Written problem » Will you write out again every line from the one containing "written like (111,325)." through the end of the items, with each answer coordinate scaled by 1.5 and rounded to a whole number, halves rounding up? Leave the numbers in the requests and their sample formats unchanged.

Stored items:
== == ==

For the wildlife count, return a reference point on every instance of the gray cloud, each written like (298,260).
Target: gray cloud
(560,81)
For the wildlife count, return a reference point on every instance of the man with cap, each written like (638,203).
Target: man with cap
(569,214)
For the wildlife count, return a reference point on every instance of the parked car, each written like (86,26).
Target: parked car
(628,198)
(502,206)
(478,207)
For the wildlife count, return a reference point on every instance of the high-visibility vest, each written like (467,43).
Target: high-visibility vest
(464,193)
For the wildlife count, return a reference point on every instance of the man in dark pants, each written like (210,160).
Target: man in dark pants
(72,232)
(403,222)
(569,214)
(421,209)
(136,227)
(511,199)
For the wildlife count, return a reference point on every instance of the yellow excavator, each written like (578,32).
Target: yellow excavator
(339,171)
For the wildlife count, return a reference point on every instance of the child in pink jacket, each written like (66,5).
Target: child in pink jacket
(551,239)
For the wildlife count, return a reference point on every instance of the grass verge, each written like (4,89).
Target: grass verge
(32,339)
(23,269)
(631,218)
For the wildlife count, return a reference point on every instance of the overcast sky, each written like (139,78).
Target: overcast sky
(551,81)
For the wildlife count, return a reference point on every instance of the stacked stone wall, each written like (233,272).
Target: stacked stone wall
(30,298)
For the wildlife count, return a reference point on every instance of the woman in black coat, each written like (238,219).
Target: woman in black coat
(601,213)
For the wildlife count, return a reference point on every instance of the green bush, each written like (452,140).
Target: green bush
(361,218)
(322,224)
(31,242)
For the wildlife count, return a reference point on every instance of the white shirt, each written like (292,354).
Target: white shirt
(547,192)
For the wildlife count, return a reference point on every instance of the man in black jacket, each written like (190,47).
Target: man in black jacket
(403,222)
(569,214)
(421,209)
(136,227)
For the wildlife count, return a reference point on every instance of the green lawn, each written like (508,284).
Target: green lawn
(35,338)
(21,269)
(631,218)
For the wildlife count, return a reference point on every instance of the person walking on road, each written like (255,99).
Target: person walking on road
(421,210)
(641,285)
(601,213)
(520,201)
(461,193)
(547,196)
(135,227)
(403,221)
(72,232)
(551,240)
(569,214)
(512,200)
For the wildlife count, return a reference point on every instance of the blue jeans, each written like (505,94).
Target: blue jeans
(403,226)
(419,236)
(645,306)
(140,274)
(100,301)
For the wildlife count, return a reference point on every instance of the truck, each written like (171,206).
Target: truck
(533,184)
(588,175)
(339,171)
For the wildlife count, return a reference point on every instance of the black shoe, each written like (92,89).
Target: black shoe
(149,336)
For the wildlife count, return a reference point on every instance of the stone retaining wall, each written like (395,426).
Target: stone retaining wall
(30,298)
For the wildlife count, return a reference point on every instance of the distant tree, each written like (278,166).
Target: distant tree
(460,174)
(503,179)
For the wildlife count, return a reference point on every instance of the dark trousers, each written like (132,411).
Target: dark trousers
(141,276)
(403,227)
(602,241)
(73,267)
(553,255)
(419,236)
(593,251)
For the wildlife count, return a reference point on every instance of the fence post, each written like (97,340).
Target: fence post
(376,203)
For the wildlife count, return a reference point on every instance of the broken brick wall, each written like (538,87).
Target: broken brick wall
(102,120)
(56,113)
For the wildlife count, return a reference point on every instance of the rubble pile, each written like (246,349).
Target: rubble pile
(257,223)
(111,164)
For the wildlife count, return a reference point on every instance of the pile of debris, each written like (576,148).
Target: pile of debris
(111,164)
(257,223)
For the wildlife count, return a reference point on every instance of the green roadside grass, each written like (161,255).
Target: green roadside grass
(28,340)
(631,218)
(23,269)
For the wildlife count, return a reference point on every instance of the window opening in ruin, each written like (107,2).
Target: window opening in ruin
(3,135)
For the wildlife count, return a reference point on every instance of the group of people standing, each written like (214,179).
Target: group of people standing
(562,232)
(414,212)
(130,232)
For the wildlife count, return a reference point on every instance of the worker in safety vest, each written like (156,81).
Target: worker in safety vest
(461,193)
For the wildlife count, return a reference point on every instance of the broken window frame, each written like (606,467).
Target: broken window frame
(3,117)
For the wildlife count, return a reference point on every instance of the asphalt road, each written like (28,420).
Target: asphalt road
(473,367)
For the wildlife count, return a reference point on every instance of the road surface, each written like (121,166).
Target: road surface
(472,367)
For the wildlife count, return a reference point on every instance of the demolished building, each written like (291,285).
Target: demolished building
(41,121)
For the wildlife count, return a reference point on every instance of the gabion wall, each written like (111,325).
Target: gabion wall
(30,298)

== == ==

Solved problem »
For the wildlife count, return a reference point on every instance of the gabion wall, each written like (111,325).
Target: gabion wall
(45,447)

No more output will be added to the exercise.